+++ Record extracts +++
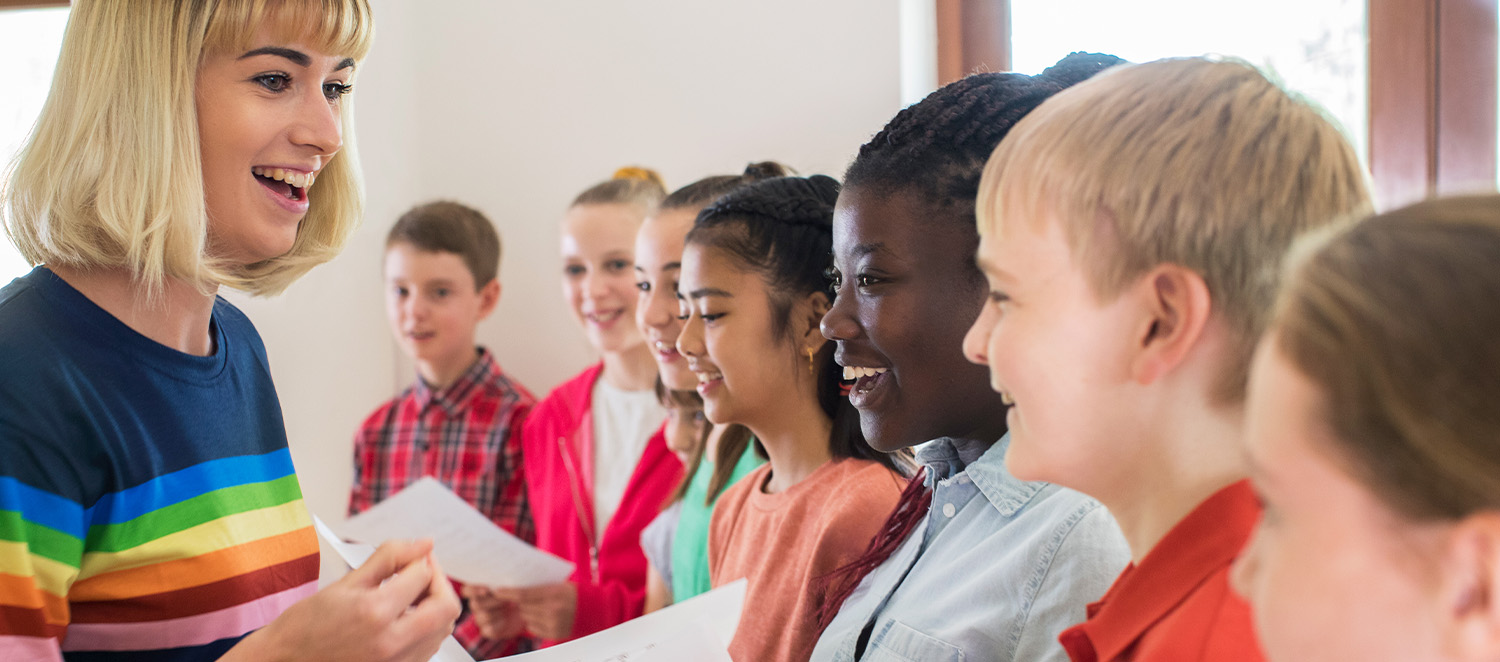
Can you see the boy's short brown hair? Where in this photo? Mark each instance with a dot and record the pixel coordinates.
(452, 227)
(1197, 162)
+++
+++ Record extracts +++
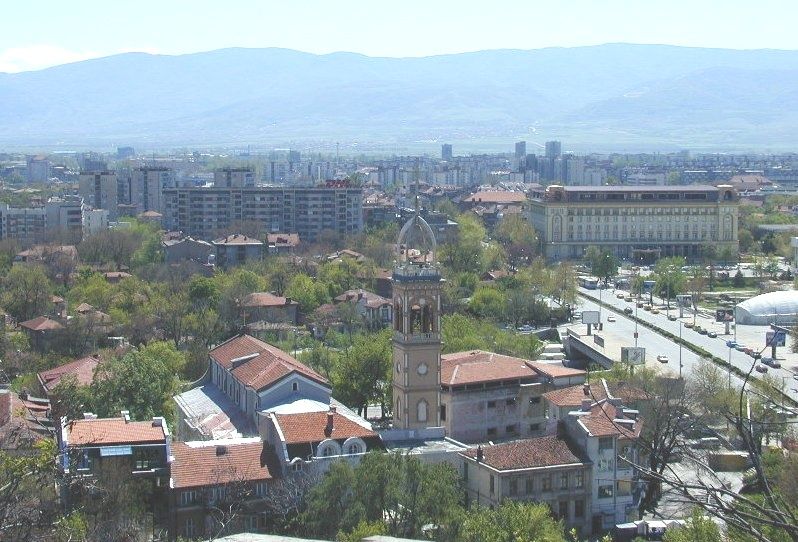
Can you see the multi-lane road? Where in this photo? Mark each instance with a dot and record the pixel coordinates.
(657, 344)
+++
+++ Record extracts +++
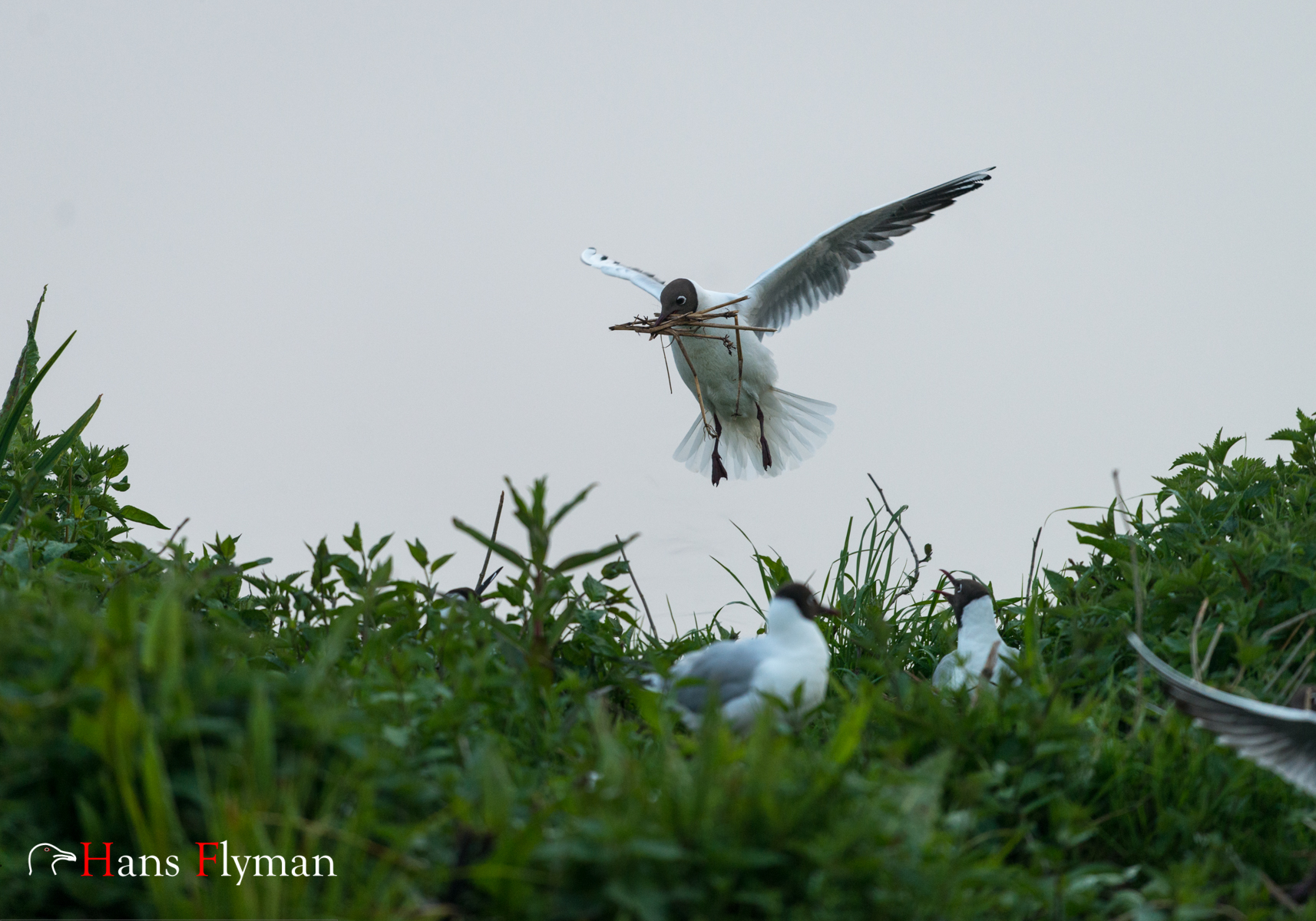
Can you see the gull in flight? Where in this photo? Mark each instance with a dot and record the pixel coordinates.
+++
▶ _Instructions for the task_: Please format the lines starting at the one containing "Can you see the boy's" and ending at the one containing "(1197, 162)", both included, as a Markdown table with the columns Row and Line, leaving out any blank lines.

▶ _Problem solution_:
| Row | Line |
|---|---|
| 1 | Can you see the boy's short brown hair? Where in this photo? Mark each instance with a dot and record the pixel coordinates. |
| 2 | (452, 227) |
| 3 | (1197, 162) |